EXERCISE DIRECTIONS: Reproduce the lines below word for word, starting at the line containing "One keypoint belongs on each instance. Indicate the street" and continuing through the last line.

(A run of lines)
- - - - -
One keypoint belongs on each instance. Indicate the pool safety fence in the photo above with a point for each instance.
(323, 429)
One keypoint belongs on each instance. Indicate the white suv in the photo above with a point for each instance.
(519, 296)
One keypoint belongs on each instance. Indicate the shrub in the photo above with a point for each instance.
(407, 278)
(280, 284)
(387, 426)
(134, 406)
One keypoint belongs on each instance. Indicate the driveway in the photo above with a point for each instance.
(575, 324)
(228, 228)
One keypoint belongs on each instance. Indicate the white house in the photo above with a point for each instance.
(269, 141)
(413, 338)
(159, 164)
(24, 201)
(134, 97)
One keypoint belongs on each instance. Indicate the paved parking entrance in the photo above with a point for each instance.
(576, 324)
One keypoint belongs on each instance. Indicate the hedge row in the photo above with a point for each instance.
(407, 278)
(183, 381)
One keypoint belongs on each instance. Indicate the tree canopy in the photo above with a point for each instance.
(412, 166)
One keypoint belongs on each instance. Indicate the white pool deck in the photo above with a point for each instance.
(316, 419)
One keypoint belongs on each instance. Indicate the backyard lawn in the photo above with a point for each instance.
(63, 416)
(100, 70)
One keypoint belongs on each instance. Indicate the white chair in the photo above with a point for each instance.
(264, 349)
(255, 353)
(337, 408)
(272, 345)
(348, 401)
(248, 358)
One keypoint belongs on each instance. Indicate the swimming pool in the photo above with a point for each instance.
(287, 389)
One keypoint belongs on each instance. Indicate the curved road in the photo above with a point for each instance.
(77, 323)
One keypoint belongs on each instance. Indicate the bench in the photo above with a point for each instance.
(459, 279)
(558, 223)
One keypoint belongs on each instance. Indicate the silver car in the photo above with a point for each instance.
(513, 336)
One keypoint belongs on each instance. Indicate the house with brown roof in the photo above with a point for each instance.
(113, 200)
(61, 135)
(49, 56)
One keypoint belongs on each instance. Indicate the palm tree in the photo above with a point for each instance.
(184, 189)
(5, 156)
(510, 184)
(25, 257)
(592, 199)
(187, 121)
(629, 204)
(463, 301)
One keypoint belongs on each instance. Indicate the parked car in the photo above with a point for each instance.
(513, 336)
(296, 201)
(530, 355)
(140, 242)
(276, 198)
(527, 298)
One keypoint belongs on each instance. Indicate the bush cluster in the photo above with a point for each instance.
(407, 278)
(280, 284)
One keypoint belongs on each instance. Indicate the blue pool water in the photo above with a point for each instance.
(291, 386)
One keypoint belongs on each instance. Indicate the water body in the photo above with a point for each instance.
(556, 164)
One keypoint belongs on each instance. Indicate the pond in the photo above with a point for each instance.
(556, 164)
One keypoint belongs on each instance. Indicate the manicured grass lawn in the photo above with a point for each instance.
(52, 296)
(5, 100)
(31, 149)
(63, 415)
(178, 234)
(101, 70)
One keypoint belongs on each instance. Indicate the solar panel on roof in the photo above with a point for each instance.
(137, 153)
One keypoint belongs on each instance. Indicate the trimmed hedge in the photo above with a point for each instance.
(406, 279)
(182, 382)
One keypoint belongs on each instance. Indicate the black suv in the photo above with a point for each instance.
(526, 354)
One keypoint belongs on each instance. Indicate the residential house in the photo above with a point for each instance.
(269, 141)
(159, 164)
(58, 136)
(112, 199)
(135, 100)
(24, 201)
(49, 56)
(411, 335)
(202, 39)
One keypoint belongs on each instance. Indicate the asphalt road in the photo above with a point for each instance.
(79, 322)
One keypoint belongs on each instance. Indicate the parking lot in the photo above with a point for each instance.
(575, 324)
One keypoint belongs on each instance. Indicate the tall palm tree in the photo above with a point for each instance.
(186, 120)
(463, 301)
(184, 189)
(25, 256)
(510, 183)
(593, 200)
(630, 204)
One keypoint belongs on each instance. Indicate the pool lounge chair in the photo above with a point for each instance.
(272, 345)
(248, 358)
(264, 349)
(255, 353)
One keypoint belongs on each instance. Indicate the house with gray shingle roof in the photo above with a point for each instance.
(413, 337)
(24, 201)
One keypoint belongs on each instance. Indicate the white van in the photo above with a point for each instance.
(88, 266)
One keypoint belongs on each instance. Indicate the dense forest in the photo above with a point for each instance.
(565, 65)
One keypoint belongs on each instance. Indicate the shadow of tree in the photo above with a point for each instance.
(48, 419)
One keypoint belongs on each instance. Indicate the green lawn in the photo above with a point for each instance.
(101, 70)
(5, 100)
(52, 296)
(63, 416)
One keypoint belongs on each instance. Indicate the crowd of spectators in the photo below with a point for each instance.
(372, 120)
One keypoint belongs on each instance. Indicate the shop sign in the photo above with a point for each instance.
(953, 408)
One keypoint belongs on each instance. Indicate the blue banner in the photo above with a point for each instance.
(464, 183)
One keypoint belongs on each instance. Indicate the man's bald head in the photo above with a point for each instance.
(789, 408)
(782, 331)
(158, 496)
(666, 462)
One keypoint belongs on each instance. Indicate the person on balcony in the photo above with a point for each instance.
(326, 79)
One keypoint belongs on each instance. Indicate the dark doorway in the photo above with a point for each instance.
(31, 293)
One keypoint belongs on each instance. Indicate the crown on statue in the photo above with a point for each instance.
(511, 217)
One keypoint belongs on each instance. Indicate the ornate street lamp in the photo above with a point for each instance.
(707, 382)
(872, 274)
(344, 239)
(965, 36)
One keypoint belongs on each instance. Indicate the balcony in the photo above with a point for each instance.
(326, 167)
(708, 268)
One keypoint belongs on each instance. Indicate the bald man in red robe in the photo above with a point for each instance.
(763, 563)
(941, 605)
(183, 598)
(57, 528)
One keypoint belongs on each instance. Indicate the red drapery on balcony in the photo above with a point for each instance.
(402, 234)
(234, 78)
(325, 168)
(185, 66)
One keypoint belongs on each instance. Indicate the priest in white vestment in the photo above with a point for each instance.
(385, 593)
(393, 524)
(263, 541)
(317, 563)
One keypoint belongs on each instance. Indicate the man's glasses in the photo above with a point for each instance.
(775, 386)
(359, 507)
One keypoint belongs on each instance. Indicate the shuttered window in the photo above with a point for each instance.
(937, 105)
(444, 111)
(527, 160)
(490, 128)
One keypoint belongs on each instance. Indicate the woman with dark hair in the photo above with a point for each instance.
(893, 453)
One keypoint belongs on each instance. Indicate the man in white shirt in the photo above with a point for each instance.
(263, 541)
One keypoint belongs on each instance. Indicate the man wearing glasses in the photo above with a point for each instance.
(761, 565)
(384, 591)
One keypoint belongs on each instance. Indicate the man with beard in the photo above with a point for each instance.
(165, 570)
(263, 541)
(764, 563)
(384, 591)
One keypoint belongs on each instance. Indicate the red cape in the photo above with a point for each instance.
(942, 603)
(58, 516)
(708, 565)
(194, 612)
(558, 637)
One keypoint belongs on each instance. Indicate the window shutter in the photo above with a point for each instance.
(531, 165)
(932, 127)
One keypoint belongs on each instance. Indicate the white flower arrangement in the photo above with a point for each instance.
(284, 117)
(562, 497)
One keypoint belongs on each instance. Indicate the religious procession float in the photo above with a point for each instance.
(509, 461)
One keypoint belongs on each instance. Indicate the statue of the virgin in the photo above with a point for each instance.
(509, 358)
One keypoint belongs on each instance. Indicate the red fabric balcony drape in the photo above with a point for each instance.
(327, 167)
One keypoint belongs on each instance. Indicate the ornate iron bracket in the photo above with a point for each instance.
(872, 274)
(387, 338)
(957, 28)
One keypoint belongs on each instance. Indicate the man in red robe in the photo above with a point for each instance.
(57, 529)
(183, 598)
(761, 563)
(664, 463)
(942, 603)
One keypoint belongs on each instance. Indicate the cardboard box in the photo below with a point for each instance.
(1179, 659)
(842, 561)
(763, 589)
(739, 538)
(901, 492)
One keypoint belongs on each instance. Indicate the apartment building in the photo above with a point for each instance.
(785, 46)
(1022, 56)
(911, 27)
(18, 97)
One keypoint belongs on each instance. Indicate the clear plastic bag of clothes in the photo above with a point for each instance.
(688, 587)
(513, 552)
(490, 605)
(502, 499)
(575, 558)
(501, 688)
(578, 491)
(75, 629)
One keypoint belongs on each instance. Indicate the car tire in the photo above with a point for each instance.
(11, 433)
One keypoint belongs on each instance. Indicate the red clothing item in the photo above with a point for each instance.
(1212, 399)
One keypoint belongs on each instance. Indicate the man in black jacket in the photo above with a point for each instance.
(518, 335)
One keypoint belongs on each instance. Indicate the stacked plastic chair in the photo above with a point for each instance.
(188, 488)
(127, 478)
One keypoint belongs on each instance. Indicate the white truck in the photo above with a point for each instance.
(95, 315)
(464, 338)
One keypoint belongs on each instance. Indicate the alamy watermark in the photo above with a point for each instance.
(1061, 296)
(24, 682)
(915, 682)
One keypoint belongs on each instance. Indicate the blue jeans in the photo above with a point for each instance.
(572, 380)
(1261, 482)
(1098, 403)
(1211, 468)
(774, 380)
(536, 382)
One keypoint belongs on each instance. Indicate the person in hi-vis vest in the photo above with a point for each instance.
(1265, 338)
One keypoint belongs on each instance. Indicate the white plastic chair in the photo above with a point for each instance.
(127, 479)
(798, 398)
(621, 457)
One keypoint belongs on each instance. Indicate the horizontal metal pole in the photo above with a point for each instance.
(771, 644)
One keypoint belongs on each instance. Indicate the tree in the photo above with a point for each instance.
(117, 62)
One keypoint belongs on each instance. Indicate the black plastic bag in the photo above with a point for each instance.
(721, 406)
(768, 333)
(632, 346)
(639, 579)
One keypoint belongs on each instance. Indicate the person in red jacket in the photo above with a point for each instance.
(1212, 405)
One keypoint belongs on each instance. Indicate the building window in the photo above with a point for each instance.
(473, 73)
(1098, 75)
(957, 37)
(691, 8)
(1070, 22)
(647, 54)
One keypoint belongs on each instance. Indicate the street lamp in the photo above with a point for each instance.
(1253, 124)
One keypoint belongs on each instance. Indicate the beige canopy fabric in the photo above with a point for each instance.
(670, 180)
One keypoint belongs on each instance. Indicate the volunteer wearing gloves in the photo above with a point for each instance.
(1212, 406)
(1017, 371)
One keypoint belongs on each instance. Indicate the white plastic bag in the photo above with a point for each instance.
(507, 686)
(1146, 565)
- - - - -
FINISHED TASK:
One keypoint belongs on each instance. Indicate the street lamp in the photo above with a point for each instance.
(1253, 124)
One keypoint belongs on each instance. Indicate the beige canopy fabric in the photo above with a point for each instance.
(670, 180)
One keypoint belongs on each instance. Indicate the volunteer wearing gloves in the photo above with a point for each instance.
(1212, 406)
(1017, 371)
One keypoint belongs on each instance. Indicate the white plastic bag in the photo above with a point for each instance.
(507, 686)
(1146, 565)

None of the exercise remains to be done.